Find "box: [0, 4, 295, 295]" and "positive clicks: (195, 207)" in the records below. Copy the lines holding them and every line between, exactly, and no others.

[Opening Exercise inputs section]

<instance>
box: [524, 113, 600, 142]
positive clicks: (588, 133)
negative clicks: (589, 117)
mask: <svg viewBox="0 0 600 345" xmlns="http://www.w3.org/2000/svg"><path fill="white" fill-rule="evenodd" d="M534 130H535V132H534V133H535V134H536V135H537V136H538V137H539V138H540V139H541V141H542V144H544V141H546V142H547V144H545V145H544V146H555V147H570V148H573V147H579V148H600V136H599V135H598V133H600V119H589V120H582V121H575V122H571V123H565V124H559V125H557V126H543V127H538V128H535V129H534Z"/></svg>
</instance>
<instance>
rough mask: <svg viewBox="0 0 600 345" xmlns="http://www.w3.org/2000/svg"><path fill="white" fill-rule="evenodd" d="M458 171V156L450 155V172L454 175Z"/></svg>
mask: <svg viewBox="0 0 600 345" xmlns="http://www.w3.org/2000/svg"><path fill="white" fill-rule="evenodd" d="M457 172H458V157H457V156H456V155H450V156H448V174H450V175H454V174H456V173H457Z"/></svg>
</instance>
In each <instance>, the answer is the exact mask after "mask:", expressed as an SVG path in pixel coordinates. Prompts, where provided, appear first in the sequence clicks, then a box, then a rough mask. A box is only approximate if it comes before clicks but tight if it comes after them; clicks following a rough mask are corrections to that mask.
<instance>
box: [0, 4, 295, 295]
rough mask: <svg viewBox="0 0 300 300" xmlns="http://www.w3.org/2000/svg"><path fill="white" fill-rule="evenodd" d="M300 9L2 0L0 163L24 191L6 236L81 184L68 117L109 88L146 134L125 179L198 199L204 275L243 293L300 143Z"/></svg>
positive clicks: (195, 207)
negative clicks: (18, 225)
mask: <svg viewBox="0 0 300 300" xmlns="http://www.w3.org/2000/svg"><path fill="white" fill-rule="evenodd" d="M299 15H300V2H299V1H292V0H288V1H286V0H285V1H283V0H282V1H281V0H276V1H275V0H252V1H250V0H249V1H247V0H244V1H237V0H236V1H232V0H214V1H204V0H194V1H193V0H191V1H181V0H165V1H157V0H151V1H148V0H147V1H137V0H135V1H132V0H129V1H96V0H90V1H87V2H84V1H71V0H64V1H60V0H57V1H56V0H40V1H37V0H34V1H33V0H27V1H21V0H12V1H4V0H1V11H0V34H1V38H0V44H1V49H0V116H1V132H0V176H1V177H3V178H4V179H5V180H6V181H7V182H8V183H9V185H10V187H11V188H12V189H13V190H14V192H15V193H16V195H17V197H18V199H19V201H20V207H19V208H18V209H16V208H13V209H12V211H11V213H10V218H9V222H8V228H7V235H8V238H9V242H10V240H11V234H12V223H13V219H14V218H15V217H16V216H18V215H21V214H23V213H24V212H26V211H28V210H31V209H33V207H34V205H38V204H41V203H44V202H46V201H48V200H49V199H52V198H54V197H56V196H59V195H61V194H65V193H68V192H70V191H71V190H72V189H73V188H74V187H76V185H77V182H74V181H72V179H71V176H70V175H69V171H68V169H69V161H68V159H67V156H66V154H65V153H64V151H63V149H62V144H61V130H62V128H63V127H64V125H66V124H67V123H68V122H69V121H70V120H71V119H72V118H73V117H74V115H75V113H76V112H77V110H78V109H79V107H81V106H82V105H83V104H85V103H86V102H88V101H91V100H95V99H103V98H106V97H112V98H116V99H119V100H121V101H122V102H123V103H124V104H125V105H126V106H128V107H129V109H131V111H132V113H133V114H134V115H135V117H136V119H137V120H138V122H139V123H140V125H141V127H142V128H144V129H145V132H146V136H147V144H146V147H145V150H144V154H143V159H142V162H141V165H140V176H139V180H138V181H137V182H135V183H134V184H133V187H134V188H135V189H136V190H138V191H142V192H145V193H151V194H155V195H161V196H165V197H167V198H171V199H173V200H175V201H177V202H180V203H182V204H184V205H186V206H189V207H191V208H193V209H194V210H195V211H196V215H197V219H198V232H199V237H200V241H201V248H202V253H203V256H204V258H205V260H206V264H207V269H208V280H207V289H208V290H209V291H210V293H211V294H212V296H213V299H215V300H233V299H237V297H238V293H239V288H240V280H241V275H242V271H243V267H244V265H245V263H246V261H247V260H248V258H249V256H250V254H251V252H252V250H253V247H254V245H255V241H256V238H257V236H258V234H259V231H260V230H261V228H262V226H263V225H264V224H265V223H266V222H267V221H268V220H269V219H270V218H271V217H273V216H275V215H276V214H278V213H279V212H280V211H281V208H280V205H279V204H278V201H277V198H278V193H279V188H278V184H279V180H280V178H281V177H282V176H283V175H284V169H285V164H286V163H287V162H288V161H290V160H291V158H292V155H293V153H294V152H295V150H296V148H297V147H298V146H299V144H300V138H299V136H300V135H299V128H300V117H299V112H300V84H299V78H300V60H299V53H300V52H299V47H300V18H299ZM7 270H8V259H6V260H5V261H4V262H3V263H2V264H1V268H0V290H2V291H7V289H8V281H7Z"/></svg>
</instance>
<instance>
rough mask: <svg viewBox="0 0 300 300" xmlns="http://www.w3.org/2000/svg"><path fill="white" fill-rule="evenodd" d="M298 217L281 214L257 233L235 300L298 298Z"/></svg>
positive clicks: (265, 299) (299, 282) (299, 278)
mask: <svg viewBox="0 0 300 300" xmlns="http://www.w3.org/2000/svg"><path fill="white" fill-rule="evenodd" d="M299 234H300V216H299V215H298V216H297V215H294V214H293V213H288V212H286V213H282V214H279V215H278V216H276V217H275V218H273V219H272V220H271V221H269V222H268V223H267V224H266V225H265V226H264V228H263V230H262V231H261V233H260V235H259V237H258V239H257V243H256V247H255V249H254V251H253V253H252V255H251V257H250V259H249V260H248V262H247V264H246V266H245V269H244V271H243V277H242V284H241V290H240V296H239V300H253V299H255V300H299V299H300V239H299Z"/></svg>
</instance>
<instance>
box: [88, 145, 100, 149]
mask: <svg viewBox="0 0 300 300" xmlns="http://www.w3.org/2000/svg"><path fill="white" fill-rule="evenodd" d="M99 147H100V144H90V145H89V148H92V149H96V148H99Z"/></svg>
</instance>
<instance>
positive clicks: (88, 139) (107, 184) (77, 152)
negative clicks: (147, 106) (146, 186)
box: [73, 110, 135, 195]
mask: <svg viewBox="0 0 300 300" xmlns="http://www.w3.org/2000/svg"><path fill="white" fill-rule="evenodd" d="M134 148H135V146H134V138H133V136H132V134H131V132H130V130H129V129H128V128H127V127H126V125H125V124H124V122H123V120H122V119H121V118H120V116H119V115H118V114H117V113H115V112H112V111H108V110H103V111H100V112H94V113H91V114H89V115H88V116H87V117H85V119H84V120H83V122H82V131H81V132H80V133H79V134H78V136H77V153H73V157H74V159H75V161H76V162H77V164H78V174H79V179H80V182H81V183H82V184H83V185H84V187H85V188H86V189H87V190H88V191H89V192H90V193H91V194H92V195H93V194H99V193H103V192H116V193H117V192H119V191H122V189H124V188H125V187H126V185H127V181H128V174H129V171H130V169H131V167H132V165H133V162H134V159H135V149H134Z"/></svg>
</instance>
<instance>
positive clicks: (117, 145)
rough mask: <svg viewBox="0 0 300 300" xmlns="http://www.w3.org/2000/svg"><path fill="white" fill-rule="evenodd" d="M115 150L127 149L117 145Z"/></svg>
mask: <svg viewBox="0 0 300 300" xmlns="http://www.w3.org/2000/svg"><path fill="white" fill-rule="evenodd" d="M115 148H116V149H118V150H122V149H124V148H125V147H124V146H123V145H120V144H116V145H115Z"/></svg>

[Closing Exercise inputs section]

▶ _Output for this task_
box: [0, 4, 295, 295]
rough mask: <svg viewBox="0 0 300 300" xmlns="http://www.w3.org/2000/svg"><path fill="white" fill-rule="evenodd" d="M300 9L2 0L0 163L24 191L6 236L81 184L68 117L109 88L146 134L125 179L198 199L204 275L243 293L300 143Z"/></svg>
positive clicks: (195, 207)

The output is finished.